§ Set tasks:
**a)** From the social media passage, copy out the part that opens with the words containing "About two months" and closes with "Facebook and Instagram.".
**b)** In the social media passage, how long ago did the writer delete their Twitter account?
**c)** Finish out the next part of the social media passage, picking up after its last sentence.

§ Supplied text:

::::::::::

So how does social media relate to all this?
About two months ago I deleted my Twitter account, and never looked back. Why? Because it’s the epitome of quick hits, headlines. Get it all in in 140 or 280 characters and move on. Don’t linger. In fact, if you’re not on your feed a ton, you miss a ton. I began to go on less and less and despise it more and more.
But that’s Twitter…I am still on Facebook and Instagram.
While I’m not ready to throw in the towel on them yet, I am putting some serious thought to what, if anything, they’re adding to my life. Both platforms have very little to do with my actual work, my actual ideas. My work lives entirely on smallsteppers.com, my books, YouTube, this blog, and previously on my podcast (incidentally, I may have some news on that front in the coming months). I do enjoy keeping up with old friends now and then, but on the balance, losing interest in the whole shebang–in fact, I wish there was another way to keep in touch with old friends, say something like (and I’m just throwing out ideas here) some sort of electronic mail-ish type of thing, or a device we could talk into and our voices would be sent through the air.

::::::::::

Image box annotation rows:
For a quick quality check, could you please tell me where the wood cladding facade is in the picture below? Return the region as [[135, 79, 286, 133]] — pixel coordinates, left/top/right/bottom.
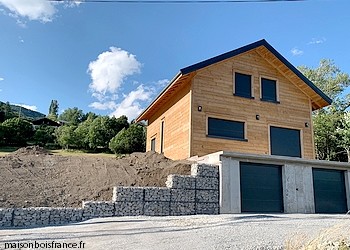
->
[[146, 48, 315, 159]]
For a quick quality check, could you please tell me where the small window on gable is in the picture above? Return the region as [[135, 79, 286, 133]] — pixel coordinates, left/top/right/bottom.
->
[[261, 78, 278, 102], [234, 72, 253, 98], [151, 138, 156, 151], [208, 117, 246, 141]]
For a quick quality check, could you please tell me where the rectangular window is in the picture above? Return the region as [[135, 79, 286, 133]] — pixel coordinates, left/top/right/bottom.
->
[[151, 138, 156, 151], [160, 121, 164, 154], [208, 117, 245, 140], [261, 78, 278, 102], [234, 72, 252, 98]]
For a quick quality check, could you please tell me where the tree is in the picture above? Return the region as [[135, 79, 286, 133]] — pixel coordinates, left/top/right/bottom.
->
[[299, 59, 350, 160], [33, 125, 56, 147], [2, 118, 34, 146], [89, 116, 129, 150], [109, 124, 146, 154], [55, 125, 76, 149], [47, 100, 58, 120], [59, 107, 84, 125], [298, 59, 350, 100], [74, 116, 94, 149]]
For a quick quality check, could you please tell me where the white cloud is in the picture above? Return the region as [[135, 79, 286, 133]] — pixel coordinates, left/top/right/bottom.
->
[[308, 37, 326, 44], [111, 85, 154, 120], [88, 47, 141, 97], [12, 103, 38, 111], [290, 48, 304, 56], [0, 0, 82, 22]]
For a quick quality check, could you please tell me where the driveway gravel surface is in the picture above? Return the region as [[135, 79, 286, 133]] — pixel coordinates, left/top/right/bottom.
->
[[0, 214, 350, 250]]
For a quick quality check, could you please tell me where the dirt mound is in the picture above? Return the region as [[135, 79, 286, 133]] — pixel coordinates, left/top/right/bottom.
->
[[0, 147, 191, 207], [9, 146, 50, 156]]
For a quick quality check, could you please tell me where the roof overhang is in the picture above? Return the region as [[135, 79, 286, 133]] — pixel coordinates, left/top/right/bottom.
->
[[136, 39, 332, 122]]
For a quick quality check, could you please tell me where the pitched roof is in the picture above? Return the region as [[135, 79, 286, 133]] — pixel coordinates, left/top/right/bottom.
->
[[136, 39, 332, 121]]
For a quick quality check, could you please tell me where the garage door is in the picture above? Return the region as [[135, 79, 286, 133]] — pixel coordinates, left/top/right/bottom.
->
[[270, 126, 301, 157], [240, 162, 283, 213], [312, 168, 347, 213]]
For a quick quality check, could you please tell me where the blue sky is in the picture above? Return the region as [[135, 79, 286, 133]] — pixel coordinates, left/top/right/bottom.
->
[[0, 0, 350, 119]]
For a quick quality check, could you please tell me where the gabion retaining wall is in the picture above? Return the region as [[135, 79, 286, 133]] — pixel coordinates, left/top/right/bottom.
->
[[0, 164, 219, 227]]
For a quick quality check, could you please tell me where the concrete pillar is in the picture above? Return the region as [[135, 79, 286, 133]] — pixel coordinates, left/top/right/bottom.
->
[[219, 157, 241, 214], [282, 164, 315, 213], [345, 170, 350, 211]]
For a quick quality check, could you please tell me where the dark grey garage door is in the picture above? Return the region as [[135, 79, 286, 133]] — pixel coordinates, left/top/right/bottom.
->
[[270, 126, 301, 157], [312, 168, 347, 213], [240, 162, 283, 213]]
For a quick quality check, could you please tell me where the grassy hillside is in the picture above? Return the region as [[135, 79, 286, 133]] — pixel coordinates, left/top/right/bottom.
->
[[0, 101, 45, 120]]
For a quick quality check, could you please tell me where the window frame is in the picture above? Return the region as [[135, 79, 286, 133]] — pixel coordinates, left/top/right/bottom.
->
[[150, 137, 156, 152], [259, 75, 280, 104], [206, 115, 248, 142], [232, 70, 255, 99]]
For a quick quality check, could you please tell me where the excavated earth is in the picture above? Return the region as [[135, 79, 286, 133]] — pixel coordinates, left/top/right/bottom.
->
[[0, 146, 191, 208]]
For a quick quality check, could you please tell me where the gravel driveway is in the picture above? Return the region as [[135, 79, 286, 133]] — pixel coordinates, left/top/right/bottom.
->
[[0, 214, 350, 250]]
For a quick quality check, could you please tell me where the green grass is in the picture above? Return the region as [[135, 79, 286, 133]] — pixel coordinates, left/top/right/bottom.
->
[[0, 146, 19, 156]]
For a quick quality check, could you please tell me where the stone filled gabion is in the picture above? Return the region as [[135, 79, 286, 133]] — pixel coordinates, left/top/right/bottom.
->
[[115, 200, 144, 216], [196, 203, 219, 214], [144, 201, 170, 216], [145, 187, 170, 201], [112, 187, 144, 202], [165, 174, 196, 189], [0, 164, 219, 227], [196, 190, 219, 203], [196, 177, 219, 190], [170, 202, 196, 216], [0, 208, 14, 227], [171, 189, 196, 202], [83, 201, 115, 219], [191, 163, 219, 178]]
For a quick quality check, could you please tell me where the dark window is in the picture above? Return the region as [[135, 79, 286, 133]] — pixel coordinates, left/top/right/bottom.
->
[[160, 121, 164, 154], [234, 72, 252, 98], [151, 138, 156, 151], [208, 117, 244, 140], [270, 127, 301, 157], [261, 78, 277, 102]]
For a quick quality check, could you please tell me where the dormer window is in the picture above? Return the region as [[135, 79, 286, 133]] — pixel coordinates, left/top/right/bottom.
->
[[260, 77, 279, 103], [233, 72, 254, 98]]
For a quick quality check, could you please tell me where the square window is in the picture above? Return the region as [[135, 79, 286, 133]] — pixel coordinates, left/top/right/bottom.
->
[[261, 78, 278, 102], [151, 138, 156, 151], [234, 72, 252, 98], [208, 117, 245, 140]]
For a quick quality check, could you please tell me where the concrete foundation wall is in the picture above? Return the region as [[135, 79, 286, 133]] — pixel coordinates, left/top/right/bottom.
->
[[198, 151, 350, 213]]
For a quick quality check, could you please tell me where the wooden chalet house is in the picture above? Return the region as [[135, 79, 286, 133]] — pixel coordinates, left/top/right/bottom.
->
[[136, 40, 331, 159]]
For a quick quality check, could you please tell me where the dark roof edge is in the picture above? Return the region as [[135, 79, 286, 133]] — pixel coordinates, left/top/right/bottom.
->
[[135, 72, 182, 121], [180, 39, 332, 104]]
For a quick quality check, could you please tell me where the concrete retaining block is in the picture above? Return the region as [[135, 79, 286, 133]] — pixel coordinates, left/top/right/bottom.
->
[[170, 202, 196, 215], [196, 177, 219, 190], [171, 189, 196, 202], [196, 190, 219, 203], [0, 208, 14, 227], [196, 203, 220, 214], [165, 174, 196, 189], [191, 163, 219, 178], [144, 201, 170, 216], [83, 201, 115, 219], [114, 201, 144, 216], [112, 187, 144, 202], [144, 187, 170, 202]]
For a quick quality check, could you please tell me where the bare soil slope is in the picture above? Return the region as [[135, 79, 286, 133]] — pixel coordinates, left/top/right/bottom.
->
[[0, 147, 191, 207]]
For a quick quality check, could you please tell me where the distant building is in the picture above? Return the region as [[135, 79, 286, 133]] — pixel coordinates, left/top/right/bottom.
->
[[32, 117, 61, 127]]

::::::::::

§ Answers for the exercise:
**a)**
About two months ago I deleted my Twitter account, and never looked back. Why? Because it’s the epitome of quick hits, headlines. Get it all in in 140 or 280 characters and move on. Don’t linger. In fact, if you’re not on your feed a ton, you miss a ton. I began to go on less and less and despise it more and more.
But that’s Twitter…I am still on Facebook and Instagram.

**b)** About two months ago.

**c)**
Here’s what I really want:
- I want whatever I decide to do about social media to be an actual choice. Not something I do because I think I SHOULD be doing it for my career.
- I want to minimize distractions (social media and otherwise) wherever possible so I can continue working hard to produce increasingly better work, deep work, quality work. So that my focus is forever on the entire album, not the hit song.
Frankly, the fact that the phrase “click bait” even exists is a sad commentary on the modern world. So, let’s not forget about the beneath-the-surface content, and do what we can when we can to find it.
If this means tossing out Facebook, then so it goes.
How about this instead: I’ll see you at the coffee house.